### Extrait du document
────────────────────
L'architecte en chef de Microsoft s'en prend régulièrement à la licence utilisée dans la communauté GNU/Linux, la GPL. Richard Stallman, le père de la GPL, défend sa philosophie et nuance celle de Bill Gates.

GNU/Linux : Richard Stallman répond à Bill Gates

Par Richard Stallman (GNU.org), 10 mai 2002

«Utiliser GPL / C'est contrôler nos droits / pour contrôler les vôtres» - haïku anonyme découvert sur le Net et légèrement amélioré.

Si vous réfléchissez à la dernière attaque de Bill Gates contre la GNU General Public License ou GNU GPL (lire le texte du Chief Architect de Microsoft publié le 17 avril 2002), souvenez-vous qu'il faut savoir lire entre les lignes.

Gates explique que les logiciels libres [free software, logiciels répondant à la dénomination de Stallman et distribués selon la GPL - Ndlr] concernés par la GPL ne peuvent pas être commercialisés, alors que cela a déjà été le cas. Même Microsoft vend un package qui intègre des logiciels en GPL (mais qui intègre également des logiciels qui ne sont pas libres, alors ne l'achetez pas!), IBM, Apple et HP distribuent et développent tous des logiciels libres en GPL. Mais ce ne sont pas les seuls, et d'autres sociétés plus petites le font également. Aux USA, c'est par exemple le cas de Red Hat et de Ada Core Technologies. En France, à ce qu'on m'a dit, il y a environ 50 PME qui proposent différents types de support pour les logiciels libres. J'imagine que le chiffre est plus élevé aux USA, mais je n'ai pas de données précises à ce sujet. Toutes ces sociétés ont déjà commercialisé du logiciel libre. Ce qu'elles ne peuvent pas faire, c'est se l'approprier.

«Ce qui est à moi est à moi, et ce qui est à vous est à moi»...

La vraie raison pour laquelle Microsoft s'attaque à la GPL, c'est qu'elle donne accès à des logiciels que Microsoft ne peut pas s'approprier et contrôler.

L'approche de Microsoft des logiciels libres est simple : «Ce qui est à moi est à moi, et ce qui est à vous est à moi». Gates pense que Microsoft devrait avoir le droit de prendre les logiciels libres développés par d'autres pour en faire des versions propriétaires, dont le code source serait un secret de fabrication : ils veulent nous pousser à développer, mais pour mieux contrôler l'ensemble. Nous sommes supposés les remercier de s'intéresser à nous. Mais Microsoft n'a pas l'intention de nous soutenir à hauteur de notre bonne volonté : essayez de leur demander une copie du code source de Word ou même de Flight Simulator, pour partager avec le monde entier votre version améliorée du produit... Même pas en rêve! Dans la vision que Microsoft a du monde, la coopération ne va que dans un sens : vers eux !
────────────────────
### Données extraites
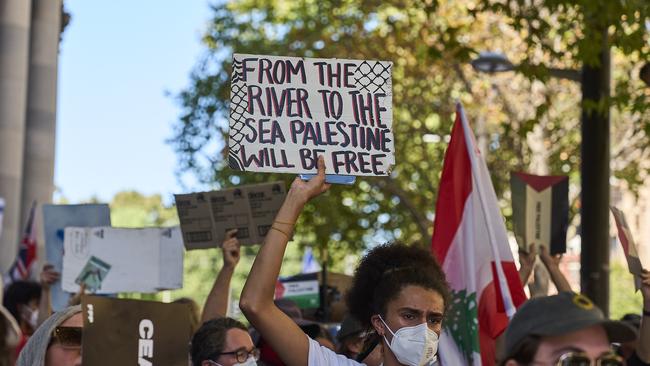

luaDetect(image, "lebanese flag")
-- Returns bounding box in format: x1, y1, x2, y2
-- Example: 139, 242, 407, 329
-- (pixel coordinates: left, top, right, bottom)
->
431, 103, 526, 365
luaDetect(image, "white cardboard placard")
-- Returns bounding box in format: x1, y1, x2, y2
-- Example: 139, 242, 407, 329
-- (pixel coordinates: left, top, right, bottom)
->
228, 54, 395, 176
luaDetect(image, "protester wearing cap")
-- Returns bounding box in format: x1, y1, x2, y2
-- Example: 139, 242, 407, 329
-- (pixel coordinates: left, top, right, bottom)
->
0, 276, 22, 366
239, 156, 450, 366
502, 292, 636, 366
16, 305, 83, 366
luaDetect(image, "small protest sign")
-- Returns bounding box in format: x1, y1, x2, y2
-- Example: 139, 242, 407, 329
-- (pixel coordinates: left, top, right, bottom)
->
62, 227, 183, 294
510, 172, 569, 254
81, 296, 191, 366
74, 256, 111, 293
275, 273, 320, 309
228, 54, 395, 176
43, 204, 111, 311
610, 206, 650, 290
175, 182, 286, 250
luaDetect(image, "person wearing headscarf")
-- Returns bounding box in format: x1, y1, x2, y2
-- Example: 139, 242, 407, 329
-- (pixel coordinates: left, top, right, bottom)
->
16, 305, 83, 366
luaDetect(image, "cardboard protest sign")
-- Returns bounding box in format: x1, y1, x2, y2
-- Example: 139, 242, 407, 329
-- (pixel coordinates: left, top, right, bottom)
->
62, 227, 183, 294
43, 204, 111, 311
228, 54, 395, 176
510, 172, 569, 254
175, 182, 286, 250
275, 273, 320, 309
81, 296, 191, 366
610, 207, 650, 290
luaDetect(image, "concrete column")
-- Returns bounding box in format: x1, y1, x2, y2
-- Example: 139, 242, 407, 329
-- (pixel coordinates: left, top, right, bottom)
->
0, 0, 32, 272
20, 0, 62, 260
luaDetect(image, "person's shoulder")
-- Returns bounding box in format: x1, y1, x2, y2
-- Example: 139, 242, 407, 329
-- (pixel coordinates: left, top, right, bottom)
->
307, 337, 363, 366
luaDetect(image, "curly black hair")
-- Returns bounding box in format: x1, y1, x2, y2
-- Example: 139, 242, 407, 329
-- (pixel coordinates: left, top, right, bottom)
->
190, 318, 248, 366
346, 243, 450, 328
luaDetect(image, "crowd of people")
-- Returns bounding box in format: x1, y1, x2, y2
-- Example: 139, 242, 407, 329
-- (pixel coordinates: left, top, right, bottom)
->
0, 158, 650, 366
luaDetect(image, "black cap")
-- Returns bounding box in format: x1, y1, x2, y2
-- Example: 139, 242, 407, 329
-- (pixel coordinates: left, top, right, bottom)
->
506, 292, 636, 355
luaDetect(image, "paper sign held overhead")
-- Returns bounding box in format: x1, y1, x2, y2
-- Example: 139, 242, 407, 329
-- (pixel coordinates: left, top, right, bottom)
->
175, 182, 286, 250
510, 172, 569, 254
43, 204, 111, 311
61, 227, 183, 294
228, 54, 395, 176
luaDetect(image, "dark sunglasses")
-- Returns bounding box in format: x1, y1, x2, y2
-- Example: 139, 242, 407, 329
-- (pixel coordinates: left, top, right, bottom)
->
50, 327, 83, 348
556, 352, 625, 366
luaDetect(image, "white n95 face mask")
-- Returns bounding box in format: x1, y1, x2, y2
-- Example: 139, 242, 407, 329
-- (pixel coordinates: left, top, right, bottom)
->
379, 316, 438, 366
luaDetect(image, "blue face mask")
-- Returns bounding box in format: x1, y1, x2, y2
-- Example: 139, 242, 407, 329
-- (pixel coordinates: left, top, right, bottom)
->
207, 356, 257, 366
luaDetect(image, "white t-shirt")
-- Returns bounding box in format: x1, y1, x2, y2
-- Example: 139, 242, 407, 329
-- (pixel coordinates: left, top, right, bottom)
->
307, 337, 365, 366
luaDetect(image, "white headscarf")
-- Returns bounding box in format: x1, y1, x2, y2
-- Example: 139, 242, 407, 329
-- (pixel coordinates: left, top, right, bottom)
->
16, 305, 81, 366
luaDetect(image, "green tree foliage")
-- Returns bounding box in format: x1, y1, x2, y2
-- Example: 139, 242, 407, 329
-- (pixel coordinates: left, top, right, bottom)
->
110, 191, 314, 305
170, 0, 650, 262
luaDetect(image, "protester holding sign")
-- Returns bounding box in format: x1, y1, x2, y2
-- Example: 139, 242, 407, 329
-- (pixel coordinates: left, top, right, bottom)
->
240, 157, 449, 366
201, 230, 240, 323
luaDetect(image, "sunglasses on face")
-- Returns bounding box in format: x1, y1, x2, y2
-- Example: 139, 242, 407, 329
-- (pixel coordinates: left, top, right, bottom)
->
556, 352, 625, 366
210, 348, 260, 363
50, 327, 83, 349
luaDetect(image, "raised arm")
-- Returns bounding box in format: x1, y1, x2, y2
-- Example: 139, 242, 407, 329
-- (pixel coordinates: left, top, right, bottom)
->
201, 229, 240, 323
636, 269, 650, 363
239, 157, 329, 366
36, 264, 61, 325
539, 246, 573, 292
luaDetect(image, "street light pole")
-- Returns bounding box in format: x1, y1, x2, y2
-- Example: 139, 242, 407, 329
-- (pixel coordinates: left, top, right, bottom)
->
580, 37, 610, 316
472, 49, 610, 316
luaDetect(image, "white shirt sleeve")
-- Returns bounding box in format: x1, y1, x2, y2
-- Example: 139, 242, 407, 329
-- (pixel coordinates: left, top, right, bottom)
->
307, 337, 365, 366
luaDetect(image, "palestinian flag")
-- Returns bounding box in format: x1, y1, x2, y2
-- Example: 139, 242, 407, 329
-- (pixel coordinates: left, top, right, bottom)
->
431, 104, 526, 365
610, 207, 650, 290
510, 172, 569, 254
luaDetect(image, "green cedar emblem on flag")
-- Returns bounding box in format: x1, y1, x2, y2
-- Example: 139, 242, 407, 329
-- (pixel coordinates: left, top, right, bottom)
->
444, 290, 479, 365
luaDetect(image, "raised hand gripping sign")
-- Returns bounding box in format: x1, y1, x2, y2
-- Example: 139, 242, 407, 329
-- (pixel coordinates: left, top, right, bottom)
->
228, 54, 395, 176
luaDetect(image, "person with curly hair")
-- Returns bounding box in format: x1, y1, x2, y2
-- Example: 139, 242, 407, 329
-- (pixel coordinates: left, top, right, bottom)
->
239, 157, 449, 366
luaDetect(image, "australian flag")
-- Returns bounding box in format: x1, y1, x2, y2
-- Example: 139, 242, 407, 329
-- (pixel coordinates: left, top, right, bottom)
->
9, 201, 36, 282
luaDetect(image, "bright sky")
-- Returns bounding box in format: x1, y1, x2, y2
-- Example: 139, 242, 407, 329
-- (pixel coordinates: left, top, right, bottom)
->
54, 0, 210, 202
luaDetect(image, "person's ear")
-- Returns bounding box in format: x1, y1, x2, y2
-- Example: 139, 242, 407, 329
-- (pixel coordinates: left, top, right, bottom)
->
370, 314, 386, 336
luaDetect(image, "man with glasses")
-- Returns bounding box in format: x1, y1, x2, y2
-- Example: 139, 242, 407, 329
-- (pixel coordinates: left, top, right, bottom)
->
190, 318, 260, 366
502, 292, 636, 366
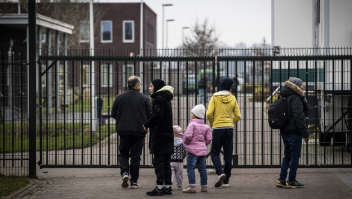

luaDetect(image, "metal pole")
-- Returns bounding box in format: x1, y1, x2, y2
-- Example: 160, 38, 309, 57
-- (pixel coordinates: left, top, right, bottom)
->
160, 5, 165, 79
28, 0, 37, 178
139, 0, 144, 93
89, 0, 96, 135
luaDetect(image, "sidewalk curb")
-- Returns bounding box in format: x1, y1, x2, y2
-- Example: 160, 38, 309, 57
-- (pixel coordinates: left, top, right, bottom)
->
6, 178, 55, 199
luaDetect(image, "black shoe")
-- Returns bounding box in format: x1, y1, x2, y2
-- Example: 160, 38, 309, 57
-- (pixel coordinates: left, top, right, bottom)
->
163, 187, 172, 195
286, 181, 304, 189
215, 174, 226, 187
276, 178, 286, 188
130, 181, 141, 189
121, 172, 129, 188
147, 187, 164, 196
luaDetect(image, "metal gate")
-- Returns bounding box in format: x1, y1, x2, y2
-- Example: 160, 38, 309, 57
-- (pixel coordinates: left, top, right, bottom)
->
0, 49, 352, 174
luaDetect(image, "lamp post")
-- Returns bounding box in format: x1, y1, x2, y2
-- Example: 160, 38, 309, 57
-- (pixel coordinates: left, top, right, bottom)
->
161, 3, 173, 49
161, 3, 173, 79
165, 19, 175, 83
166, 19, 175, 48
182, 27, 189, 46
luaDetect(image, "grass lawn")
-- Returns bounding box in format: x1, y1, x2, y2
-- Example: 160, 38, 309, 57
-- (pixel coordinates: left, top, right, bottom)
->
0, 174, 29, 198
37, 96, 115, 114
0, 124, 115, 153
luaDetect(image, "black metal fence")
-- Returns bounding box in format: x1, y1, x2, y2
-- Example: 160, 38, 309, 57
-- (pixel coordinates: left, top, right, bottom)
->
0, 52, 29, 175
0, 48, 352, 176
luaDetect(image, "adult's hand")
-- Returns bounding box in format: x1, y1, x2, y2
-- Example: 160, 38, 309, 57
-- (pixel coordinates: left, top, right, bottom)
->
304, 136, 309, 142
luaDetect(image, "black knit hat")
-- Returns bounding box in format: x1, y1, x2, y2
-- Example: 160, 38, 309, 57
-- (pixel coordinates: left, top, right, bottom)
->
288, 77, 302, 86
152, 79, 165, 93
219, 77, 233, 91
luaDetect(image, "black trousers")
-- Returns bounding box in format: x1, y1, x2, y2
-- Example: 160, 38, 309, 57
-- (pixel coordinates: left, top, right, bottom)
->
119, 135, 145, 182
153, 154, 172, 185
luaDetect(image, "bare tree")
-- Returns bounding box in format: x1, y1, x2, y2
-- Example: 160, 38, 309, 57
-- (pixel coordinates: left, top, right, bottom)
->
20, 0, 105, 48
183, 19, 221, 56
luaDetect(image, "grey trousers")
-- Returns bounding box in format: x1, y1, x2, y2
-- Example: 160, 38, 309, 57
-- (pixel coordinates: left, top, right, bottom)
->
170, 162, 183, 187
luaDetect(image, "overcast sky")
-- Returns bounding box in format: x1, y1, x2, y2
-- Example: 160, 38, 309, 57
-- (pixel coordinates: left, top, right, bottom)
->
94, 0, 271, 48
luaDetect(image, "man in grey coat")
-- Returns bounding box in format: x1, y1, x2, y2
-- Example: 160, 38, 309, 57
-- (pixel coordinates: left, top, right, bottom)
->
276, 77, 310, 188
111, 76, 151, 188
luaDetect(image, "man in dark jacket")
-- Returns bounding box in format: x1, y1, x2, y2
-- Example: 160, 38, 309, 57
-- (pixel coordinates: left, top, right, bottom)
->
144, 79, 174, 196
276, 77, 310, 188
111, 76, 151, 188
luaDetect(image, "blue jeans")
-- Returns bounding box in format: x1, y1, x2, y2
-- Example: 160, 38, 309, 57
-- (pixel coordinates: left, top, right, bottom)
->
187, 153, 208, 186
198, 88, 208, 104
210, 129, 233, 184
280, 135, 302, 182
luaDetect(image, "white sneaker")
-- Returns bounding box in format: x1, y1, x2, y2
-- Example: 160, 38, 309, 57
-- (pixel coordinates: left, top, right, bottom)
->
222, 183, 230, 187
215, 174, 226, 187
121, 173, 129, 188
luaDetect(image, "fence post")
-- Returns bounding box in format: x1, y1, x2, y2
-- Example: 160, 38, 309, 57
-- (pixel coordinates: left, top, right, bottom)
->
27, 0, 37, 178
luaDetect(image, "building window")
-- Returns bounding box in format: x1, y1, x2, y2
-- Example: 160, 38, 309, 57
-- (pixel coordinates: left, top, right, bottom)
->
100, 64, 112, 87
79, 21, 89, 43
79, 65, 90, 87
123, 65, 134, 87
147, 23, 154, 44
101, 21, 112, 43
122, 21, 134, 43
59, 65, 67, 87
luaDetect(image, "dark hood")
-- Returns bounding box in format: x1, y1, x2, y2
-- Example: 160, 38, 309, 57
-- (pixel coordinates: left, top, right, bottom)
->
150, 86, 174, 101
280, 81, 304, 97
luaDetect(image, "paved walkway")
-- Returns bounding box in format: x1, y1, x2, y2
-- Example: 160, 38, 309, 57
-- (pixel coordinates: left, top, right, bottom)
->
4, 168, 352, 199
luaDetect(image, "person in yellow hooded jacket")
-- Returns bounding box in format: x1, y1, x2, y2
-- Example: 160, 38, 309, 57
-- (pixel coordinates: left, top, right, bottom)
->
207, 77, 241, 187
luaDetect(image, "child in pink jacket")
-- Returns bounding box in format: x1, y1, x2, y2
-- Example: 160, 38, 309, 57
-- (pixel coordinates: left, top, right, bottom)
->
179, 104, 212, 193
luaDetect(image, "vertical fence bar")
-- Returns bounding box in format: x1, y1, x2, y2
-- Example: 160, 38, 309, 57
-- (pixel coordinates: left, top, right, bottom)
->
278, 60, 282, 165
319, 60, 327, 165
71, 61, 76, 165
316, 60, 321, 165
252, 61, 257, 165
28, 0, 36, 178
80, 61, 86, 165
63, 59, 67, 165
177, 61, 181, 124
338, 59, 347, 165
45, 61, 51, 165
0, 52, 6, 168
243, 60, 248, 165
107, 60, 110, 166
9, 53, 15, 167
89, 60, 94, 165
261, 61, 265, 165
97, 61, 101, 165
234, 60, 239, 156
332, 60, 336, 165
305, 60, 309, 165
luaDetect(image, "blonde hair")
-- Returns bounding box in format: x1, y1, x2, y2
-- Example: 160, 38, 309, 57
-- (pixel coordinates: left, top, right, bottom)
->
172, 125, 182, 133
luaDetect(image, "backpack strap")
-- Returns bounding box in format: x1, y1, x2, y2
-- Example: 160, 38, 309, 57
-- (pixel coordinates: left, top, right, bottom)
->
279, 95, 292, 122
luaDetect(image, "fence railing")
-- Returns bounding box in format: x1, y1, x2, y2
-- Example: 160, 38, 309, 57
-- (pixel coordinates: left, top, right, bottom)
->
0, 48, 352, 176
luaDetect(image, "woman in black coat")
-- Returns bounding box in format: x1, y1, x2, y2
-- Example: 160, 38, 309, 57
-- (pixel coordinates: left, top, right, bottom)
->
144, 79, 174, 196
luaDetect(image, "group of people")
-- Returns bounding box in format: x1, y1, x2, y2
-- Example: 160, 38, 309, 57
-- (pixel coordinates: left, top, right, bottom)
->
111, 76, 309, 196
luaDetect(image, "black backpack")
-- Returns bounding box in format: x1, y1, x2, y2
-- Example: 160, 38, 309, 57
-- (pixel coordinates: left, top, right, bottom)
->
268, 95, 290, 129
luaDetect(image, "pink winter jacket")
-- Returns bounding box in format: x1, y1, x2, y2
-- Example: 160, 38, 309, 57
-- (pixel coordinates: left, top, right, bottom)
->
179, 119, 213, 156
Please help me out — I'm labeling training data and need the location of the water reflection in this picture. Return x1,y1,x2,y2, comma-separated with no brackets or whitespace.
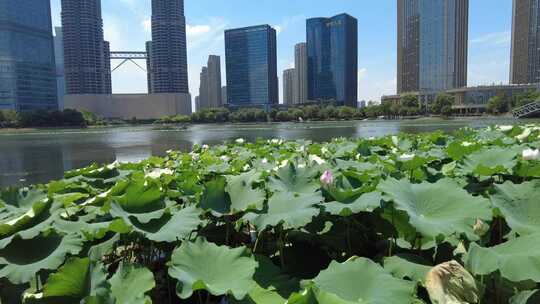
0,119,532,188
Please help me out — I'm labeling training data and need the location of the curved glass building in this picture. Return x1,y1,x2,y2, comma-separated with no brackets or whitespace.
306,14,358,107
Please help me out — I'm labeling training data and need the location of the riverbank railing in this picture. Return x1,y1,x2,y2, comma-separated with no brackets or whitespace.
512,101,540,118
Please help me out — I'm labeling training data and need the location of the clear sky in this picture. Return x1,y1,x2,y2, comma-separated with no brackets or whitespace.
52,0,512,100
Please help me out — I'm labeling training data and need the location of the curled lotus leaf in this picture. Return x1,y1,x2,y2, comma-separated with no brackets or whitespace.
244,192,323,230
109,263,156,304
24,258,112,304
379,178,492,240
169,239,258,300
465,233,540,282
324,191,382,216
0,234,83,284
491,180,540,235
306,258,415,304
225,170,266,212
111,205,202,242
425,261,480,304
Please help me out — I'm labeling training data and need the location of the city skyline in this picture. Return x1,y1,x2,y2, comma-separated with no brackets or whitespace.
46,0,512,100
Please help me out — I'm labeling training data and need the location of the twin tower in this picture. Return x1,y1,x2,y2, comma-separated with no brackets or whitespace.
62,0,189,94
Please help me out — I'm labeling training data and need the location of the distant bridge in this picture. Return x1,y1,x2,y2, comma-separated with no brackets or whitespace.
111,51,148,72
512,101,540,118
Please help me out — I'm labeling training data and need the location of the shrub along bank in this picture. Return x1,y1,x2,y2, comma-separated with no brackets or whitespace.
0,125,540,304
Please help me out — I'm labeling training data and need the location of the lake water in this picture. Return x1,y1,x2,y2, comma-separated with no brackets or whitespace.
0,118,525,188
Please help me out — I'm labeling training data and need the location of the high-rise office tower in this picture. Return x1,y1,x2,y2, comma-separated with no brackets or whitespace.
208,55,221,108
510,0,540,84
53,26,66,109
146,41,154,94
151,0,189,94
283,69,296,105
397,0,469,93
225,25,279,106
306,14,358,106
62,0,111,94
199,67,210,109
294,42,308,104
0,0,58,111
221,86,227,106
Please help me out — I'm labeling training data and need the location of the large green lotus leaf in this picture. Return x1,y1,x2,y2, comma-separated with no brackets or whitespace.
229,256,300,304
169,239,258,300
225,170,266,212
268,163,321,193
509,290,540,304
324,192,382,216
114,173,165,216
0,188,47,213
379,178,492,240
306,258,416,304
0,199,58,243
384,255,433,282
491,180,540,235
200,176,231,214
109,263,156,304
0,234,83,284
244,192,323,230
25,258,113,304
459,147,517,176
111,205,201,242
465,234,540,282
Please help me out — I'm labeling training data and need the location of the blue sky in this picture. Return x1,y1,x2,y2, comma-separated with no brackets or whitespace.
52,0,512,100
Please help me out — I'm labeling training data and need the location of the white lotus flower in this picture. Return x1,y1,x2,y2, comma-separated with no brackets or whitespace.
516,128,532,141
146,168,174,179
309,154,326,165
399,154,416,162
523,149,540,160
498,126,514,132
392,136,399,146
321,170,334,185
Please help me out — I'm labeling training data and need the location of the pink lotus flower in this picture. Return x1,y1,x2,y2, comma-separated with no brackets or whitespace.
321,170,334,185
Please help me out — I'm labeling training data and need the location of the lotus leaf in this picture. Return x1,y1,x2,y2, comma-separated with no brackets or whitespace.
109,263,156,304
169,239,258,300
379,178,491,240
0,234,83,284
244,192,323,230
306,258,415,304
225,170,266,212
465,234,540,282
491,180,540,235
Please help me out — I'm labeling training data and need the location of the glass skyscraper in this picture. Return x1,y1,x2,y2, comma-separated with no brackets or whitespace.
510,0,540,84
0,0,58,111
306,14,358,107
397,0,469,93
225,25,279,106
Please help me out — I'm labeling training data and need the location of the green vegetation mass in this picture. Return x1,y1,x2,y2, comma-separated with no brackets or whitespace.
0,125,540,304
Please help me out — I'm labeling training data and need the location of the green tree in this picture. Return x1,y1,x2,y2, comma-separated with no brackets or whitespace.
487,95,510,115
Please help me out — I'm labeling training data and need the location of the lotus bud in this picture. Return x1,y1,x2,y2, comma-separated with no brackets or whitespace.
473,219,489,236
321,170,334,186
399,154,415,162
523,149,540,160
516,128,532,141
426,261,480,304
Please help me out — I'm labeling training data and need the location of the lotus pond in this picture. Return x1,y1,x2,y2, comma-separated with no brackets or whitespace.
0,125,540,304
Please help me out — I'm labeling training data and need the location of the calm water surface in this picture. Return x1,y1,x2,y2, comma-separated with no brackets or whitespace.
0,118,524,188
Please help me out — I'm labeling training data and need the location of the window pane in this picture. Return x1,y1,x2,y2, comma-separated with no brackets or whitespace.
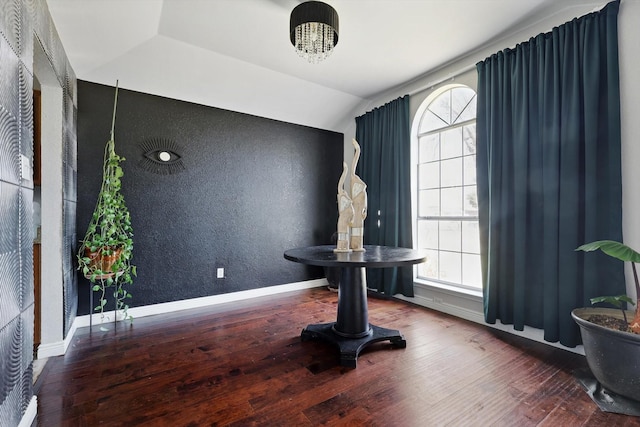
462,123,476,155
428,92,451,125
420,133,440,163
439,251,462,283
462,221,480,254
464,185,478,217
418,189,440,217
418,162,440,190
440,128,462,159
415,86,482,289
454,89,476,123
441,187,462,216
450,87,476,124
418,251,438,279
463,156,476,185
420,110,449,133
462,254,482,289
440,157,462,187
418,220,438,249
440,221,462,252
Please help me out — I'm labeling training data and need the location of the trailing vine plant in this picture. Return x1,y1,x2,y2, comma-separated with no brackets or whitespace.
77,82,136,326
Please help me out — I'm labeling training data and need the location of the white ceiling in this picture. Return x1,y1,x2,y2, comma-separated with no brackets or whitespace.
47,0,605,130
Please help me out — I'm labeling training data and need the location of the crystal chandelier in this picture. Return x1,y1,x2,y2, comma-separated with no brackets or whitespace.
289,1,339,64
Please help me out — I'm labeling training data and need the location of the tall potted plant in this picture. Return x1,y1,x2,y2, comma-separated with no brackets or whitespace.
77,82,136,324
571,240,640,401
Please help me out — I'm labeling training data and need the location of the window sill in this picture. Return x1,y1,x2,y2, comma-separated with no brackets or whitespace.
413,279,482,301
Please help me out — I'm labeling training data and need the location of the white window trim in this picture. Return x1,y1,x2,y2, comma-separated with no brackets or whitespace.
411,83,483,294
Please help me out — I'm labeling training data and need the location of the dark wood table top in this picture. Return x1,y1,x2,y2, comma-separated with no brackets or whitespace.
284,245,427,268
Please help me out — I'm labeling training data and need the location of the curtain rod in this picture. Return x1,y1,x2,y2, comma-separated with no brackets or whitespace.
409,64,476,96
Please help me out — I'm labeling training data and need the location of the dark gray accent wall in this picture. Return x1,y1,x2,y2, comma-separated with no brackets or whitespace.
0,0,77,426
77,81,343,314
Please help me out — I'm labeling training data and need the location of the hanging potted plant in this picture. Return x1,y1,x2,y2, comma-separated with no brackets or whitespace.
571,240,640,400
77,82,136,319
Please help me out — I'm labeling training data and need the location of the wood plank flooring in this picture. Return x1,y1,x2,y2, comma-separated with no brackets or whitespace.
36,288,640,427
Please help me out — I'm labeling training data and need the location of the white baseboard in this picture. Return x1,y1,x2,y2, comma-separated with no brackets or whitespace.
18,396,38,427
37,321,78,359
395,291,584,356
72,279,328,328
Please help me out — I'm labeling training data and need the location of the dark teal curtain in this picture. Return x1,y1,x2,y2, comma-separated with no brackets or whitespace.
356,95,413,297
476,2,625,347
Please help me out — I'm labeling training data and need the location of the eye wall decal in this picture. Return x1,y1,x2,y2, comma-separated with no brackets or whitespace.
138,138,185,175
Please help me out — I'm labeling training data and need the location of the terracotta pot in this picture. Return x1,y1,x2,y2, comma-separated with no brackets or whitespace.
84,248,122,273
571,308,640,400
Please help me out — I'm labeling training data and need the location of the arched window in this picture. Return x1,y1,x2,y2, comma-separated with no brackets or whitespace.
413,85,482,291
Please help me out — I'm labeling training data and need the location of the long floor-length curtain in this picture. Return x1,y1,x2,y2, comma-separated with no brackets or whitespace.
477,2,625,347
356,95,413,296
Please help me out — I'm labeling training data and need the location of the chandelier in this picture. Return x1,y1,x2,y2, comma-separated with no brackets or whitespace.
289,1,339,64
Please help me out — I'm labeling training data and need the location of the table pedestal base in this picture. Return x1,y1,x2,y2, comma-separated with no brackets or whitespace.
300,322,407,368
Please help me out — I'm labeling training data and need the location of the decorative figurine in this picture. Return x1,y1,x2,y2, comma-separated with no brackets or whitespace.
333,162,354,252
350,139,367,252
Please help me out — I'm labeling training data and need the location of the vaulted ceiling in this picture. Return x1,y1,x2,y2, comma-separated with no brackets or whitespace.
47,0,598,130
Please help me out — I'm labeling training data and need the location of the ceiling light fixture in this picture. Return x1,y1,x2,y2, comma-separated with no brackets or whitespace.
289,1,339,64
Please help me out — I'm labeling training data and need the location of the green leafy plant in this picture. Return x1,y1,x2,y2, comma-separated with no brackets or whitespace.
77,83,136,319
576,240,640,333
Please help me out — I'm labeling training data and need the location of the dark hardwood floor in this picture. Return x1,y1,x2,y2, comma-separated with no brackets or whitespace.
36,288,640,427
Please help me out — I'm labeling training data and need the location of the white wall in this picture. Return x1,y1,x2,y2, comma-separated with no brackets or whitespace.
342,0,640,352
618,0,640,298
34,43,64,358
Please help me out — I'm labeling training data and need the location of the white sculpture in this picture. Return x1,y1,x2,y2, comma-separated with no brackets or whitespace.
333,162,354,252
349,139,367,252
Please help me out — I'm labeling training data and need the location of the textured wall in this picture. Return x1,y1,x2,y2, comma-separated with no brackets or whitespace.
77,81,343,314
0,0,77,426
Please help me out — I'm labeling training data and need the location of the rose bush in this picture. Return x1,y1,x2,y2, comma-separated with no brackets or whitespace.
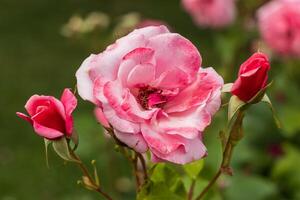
────────────────────
### Consigne
Poursuivez le texte où Richard Stallman répond à Bill Gates au sujet de la GPL, à partir de sa dernière phrase.

### Résultat obtenu
Nous, nous disons: «partager et partager équitablement». Gates, bien qu'il soit passé par la maternelle, n'a pas encore appris à partager.

Le programme de Shared Source («source partagée»), instauré récemment par Microsoft, n'a rien à voir avec le partage... Ce n'est qu'un autre nom pour «clause de confidentialité» (ou NDA, non disclosure agreement). Pensez-y à deux fois avant de vous engager, parce que ce n'est pas seulement anti-social, c'est également risqué. Vers 1990, des étudiants qui avaient étudié le code source secret de la version Unix [des laboratoires] de l'opérateur AT&T ont eu du mal à trouver un emploi, parce que AT&T avait menacé de poursuivre les étudiants qui utiliseraient des idées rappelant cette version d'Unix. AT&T a finalement fait marche arrière, mais avant cela, certains employeurs avaient peur d'engager quiconque avait signé un NDA avec AT&T. Microsoft est beaucoup plus puissant que AT&T ne l'était dans le domaine du logiciel, et beaucoup plus arrogant. Vous pensez vraiment que Microsoft ne va pas tirer avantage de sa puissance?

Liberté, partage

Le logiciel libre, c'est la liberté : la liberté pour les utilisateurs de contrôler l'usage qu'ils font de leur ordinateur. Un programme non-libre, c'est une atteinte à votre liberté : son but est de garder les utilisateurs divisés et dépendants, «verrouillés». Si l'on compare le monde du logiciel à la nature, les développeurs de logiciels propriétaires sont les prédateurs, et les utilisateurs la proie. Microsoft veut vous obliger à «louer» du logiciel, exactement comme l'industrie du disque veut vous obliger à «louer» la musique. Dans tous les cas, ils cherchent à y parvenir en vous empêchant de changer les logiciels sur votre ordinateur.

Gates veut que vous restiez des proies, sous prétexte de créer des emplois. Est-ce vraiment sain de faire des produits nocifs pour les utilisateurs, juste pour employer davantage de gens à les produire ? C'est une politique de «chantiers nationaux», pas de l'économie de marché. Gates voudrait que tous les habitants du monde se précipitent pour travailler pour Microsoft, mais attention : il y aura des millions de perdants pour quelques dizaines de milliers de gagnants. Gates voudrait que tout le monde gagne de l'argent avec Microsoft, mais attention : ils ne rendront qu'une partie de l'argent qu'ils vous auront pris.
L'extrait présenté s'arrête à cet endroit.